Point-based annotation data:
%%

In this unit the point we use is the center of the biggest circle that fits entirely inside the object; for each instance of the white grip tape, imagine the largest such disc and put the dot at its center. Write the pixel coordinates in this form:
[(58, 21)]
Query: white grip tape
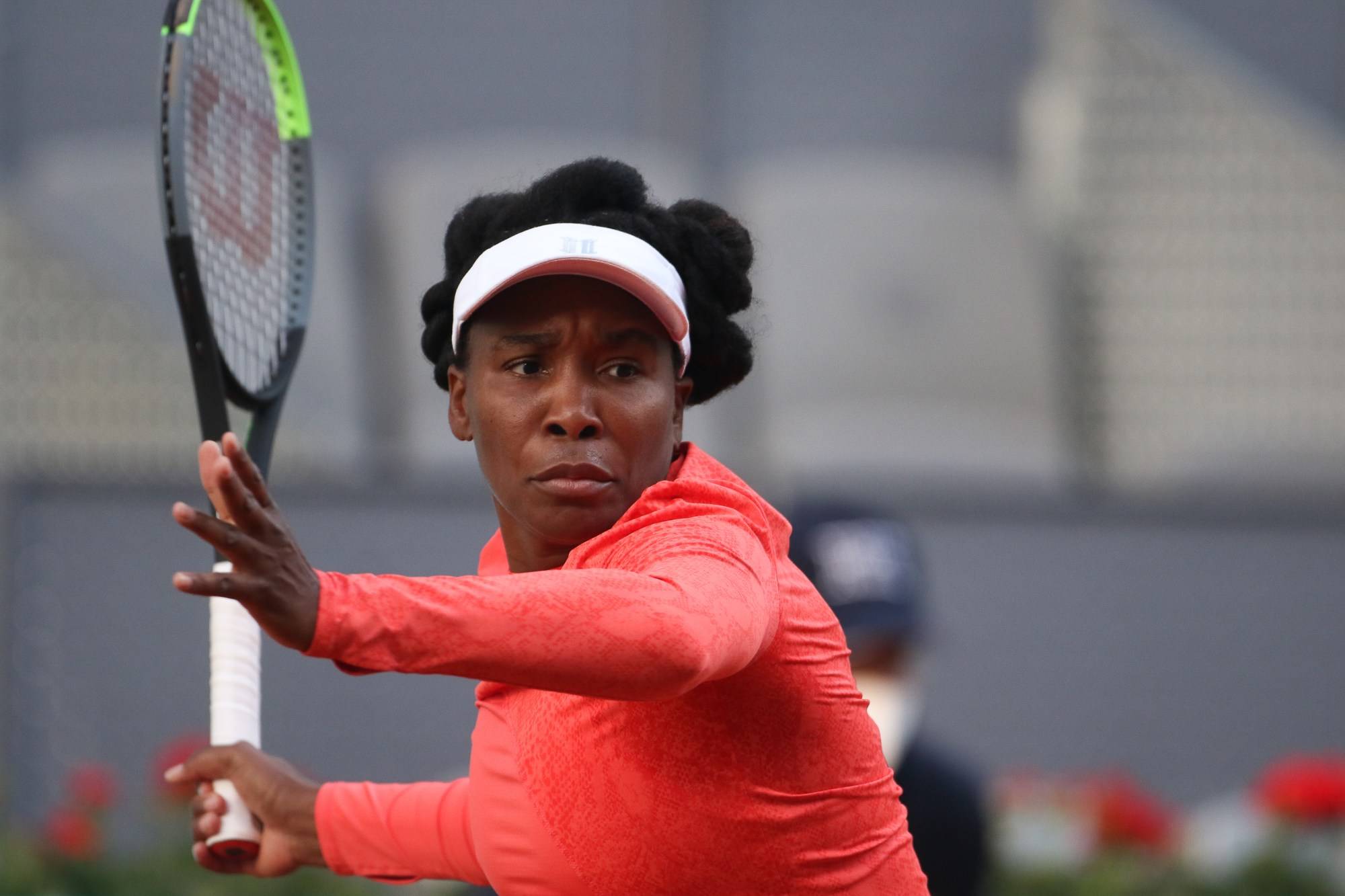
[(235, 700)]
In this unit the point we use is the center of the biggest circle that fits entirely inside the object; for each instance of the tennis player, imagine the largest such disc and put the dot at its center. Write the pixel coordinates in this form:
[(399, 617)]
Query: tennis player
[(666, 702)]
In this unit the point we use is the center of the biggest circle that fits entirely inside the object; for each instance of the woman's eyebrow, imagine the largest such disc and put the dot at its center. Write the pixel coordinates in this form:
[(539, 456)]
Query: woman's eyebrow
[(529, 339), (631, 334)]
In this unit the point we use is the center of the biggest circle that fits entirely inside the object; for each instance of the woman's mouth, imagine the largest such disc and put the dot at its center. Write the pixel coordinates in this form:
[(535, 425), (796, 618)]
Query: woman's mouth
[(575, 481)]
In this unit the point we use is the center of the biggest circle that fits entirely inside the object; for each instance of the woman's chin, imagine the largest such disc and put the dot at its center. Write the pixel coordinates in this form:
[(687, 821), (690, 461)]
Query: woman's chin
[(575, 524)]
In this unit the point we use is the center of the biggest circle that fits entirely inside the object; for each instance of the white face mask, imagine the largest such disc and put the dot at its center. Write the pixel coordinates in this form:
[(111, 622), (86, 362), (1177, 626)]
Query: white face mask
[(895, 706)]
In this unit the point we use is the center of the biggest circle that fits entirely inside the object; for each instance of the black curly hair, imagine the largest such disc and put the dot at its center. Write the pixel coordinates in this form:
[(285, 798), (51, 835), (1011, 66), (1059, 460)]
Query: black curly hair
[(708, 247)]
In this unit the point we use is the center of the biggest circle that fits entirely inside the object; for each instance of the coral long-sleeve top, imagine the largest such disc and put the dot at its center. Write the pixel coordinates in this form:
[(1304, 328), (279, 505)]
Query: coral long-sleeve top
[(669, 712)]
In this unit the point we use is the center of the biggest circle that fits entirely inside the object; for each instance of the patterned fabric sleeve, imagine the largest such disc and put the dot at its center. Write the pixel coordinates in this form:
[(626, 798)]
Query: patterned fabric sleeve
[(688, 595), (399, 833)]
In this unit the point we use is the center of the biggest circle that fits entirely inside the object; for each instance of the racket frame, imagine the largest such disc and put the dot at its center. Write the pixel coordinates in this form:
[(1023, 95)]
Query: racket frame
[(213, 381)]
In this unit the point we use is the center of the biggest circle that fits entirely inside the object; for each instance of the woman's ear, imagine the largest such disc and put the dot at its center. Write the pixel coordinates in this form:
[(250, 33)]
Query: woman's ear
[(681, 392), (458, 417)]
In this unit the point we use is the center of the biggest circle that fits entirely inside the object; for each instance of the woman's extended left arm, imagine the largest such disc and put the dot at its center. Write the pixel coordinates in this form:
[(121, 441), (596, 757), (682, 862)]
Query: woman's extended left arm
[(696, 600), (689, 598)]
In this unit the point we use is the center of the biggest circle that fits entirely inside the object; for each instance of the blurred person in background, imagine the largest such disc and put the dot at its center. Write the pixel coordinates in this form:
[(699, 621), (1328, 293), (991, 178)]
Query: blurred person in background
[(665, 702), (868, 568)]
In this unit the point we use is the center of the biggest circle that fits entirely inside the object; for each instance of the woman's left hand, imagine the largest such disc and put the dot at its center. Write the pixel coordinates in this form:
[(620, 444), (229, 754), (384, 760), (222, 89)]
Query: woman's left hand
[(271, 576)]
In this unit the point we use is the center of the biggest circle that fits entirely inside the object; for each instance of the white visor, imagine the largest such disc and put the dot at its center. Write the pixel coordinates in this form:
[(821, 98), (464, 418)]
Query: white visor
[(587, 251)]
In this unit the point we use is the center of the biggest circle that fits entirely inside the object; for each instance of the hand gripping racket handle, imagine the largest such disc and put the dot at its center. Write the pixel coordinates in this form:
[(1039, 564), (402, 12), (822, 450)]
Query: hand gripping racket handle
[(235, 712)]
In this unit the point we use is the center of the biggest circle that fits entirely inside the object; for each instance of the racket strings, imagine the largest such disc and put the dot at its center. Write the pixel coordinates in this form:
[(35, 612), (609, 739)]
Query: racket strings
[(240, 190)]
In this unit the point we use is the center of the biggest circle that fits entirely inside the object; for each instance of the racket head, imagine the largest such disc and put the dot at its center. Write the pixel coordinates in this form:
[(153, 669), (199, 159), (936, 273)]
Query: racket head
[(237, 198)]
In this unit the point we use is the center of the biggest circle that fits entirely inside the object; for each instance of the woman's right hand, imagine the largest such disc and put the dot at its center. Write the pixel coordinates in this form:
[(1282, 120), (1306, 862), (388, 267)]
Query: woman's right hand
[(271, 577), (282, 799)]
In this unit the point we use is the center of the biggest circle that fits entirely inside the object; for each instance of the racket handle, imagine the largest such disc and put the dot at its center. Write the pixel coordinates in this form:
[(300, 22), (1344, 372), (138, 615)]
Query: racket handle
[(235, 712)]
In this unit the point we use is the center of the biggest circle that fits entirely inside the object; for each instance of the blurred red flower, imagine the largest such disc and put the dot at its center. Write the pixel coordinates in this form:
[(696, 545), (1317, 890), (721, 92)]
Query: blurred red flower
[(73, 833), (1128, 815), (1305, 788), (92, 786), (174, 752)]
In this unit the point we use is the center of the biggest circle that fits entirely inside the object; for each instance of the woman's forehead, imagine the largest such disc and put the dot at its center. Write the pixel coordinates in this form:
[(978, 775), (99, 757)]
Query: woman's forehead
[(552, 302)]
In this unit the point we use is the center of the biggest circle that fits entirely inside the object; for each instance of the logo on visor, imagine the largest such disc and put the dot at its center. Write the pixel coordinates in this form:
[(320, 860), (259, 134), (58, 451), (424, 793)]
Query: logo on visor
[(574, 247)]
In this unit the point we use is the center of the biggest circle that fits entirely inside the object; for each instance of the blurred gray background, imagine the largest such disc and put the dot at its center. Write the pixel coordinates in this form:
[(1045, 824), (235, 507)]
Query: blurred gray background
[(1063, 283)]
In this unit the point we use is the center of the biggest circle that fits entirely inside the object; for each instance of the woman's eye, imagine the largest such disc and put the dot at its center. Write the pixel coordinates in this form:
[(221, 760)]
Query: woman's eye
[(528, 366)]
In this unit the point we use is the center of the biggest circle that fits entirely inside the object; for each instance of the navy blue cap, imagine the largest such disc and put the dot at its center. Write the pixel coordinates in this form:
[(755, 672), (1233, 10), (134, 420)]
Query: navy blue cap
[(867, 567)]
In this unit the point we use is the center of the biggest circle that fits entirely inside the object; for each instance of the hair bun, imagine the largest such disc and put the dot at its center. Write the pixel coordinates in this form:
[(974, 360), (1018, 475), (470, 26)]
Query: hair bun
[(723, 227), (591, 185)]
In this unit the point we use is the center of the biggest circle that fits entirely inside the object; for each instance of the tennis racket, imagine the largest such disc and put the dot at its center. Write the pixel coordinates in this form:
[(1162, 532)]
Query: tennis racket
[(236, 182)]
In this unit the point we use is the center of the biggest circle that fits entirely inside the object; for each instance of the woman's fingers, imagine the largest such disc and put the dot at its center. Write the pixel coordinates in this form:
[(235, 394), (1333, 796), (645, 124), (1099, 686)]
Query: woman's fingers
[(248, 471), (227, 538), (210, 861), (206, 825), (240, 506), (237, 585)]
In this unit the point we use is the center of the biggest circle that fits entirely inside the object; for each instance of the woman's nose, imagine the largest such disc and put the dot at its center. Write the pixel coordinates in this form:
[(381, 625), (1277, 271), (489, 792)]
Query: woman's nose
[(572, 411)]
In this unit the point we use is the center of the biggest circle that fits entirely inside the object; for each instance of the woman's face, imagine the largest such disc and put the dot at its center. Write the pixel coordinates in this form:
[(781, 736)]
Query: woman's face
[(572, 399)]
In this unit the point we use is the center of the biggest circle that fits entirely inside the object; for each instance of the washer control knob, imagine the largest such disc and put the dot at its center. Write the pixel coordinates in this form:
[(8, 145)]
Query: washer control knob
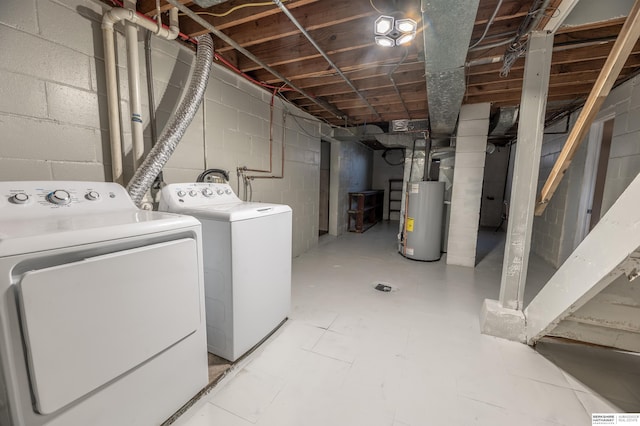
[(19, 198), (59, 196), (92, 195)]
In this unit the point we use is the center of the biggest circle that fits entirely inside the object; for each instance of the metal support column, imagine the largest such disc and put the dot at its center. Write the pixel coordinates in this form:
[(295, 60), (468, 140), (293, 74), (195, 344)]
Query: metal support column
[(504, 317)]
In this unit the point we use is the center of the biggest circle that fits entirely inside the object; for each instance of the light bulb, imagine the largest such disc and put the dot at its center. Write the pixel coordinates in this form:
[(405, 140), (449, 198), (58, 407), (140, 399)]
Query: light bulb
[(406, 25), (383, 25), (384, 41), (405, 38)]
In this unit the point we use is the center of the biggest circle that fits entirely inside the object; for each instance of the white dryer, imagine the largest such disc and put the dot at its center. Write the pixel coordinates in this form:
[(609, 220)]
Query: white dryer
[(247, 263), (101, 307)]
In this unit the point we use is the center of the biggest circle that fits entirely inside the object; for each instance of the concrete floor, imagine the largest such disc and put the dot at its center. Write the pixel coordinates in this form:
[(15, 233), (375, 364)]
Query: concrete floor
[(352, 355)]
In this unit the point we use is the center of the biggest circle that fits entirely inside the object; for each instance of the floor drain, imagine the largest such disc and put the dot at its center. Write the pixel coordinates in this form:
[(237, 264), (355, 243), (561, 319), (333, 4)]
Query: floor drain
[(383, 287)]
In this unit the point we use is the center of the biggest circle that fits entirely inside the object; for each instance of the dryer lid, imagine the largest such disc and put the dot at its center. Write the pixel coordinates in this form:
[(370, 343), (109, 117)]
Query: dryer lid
[(37, 216)]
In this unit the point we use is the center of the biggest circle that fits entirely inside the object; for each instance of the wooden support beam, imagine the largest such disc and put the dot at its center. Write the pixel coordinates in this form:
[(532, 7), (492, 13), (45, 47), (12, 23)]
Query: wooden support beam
[(619, 53)]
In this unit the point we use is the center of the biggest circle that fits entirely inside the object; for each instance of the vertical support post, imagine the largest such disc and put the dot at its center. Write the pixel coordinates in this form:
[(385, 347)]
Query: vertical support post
[(525, 179), (504, 317)]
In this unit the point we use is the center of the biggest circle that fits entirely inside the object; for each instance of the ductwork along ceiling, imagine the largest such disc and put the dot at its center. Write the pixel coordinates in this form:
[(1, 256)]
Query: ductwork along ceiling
[(321, 55)]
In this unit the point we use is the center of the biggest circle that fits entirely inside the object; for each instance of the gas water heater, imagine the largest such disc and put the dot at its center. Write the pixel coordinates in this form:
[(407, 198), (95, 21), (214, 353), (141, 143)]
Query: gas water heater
[(423, 220)]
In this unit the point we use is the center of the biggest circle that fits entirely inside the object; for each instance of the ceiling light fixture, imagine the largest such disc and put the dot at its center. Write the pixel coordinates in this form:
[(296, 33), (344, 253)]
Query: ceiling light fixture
[(391, 32)]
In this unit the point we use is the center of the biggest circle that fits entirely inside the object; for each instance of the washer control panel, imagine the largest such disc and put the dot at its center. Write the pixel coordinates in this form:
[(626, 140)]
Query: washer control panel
[(28, 197), (196, 194)]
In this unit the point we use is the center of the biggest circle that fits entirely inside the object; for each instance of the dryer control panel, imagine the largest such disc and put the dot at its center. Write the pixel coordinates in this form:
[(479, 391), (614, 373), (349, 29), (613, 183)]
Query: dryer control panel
[(30, 198), (181, 195)]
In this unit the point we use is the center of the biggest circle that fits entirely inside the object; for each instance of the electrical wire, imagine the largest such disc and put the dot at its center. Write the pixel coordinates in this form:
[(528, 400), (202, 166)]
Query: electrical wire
[(233, 9)]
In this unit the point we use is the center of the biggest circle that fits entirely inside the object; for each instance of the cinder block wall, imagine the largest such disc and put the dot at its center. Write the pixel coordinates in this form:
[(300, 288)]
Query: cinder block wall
[(554, 232), (53, 111)]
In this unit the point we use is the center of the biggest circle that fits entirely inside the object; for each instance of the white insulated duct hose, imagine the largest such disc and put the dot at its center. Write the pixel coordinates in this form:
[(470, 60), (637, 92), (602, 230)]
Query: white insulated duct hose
[(175, 129)]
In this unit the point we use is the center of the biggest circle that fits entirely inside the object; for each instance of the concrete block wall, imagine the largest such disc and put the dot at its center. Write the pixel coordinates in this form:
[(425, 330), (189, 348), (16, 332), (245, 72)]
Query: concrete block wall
[(471, 145), (53, 112), (351, 171), (382, 172), (554, 232)]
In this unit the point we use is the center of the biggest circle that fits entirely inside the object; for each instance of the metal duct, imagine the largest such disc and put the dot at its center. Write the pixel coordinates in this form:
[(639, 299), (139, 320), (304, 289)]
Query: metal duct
[(173, 132), (448, 25)]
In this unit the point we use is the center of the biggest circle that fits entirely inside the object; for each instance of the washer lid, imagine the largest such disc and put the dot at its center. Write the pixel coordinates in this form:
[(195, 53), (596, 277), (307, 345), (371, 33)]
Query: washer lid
[(237, 211)]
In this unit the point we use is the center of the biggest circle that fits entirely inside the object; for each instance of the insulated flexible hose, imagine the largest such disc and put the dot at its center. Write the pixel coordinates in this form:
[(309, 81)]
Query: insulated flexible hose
[(177, 126)]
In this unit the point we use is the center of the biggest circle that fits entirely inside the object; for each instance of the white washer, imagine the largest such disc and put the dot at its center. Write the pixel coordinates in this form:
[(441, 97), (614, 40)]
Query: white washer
[(247, 263), (101, 307)]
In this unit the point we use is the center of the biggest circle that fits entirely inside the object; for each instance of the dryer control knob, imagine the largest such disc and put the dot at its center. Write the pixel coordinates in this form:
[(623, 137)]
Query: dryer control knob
[(19, 198), (92, 195), (59, 196)]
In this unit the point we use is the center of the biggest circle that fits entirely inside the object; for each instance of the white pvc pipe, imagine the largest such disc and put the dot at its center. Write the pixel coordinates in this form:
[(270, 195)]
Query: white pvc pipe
[(133, 74), (112, 102), (110, 18)]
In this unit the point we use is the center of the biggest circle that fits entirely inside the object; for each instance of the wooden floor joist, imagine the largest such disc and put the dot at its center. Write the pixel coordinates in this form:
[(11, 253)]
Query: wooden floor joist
[(619, 53)]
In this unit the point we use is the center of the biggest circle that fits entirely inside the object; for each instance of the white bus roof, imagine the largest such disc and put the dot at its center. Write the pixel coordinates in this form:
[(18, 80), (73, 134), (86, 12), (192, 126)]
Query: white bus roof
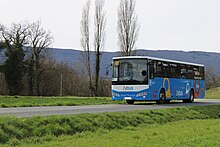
[(154, 58)]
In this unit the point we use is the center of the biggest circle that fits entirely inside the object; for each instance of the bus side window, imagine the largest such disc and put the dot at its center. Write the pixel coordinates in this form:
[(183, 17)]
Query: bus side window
[(159, 69), (183, 71), (151, 69)]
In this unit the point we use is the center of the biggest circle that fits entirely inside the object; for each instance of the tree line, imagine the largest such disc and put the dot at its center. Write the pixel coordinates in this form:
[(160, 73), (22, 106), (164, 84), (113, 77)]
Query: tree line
[(28, 68)]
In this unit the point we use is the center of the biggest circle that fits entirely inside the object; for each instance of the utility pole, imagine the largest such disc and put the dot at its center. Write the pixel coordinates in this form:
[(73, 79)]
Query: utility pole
[(61, 84)]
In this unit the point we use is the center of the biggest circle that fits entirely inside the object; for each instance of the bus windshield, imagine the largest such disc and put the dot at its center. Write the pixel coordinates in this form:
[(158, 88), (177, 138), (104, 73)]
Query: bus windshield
[(130, 71)]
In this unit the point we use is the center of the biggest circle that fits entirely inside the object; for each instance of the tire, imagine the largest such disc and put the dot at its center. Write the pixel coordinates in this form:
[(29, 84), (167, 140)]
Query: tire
[(130, 101), (191, 98), (162, 99)]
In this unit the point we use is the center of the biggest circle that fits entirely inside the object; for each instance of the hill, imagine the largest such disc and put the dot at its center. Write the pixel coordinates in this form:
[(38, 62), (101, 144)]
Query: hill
[(73, 57)]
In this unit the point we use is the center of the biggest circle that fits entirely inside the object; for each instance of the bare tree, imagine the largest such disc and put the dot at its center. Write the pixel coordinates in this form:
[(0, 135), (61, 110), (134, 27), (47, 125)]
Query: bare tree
[(85, 40), (39, 40), (211, 77), (14, 38), (99, 38), (128, 27)]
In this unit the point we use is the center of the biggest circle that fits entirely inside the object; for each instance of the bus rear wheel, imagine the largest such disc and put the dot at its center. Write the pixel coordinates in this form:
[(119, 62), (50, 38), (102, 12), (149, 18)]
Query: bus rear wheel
[(162, 98), (130, 101), (191, 98)]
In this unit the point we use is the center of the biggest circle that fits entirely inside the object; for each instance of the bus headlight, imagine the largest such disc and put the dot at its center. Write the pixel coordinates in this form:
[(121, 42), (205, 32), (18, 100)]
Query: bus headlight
[(141, 94), (115, 94)]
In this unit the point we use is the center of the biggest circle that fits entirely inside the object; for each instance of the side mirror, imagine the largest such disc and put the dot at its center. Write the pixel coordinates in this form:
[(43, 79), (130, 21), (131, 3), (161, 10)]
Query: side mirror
[(144, 73), (107, 72)]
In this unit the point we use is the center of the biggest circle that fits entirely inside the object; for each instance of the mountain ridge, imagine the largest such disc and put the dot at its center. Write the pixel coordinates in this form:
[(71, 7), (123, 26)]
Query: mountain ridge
[(73, 57)]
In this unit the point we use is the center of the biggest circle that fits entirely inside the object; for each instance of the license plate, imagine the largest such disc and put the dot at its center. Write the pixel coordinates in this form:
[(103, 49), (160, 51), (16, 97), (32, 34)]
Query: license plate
[(127, 98)]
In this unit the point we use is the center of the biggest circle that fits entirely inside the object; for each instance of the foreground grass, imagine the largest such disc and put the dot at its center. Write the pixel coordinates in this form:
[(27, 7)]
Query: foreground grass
[(37, 129), (213, 93), (31, 101), (180, 133)]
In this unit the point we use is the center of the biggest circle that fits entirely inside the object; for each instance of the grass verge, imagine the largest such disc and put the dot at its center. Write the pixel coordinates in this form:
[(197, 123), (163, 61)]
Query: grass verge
[(35, 129), (213, 93), (179, 133), (31, 101)]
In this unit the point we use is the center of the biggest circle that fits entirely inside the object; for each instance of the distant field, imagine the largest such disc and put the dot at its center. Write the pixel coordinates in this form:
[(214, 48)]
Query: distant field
[(118, 128), (181, 133), (213, 93), (31, 101)]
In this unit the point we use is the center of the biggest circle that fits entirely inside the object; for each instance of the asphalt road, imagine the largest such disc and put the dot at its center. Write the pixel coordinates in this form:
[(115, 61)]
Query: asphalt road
[(67, 110)]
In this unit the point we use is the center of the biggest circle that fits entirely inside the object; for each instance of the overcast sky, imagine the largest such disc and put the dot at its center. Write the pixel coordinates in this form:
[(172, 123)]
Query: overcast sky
[(164, 24)]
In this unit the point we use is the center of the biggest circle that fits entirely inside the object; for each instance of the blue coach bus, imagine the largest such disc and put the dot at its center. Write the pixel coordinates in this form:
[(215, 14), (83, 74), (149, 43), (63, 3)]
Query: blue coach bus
[(143, 78)]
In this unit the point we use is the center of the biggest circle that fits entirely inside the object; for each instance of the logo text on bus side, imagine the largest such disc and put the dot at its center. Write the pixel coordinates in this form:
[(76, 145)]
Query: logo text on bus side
[(125, 88)]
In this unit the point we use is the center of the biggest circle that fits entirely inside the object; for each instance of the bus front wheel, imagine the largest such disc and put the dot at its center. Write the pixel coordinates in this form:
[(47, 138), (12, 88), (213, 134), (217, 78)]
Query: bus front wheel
[(130, 101)]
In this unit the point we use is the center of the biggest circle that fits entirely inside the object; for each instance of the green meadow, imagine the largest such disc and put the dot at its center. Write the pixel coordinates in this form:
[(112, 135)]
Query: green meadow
[(181, 126), (31, 101)]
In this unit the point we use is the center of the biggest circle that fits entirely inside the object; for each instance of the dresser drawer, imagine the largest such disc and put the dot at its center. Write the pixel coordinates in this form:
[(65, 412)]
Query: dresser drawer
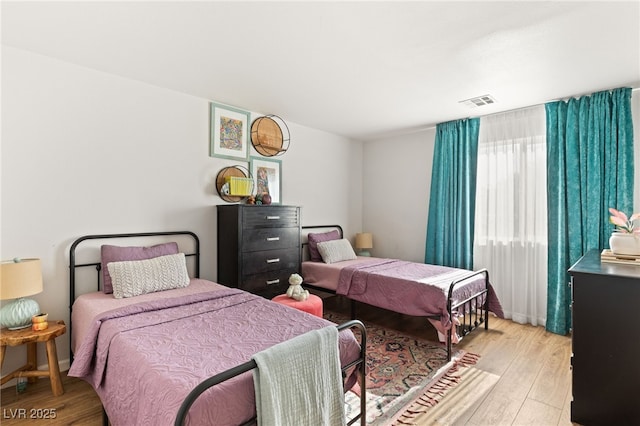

%%

TO DO » Update the rows from the line containing "of the asphalt" down to the line containing "[(67, 110)]" by replacing "asphalt road" with "paved road" and leaving everything else unchanged. Give only those lines.

RESULT FOR THIS TASK »
In this unit the point we use is the center of the biggest circle that fits entirely inside the object; for each instance of the paved road, imagine the largest such disc and put the dot at its center. Write the pixel coordinates in this form:
[(115, 61)]
Query: paved road
[(67, 110)]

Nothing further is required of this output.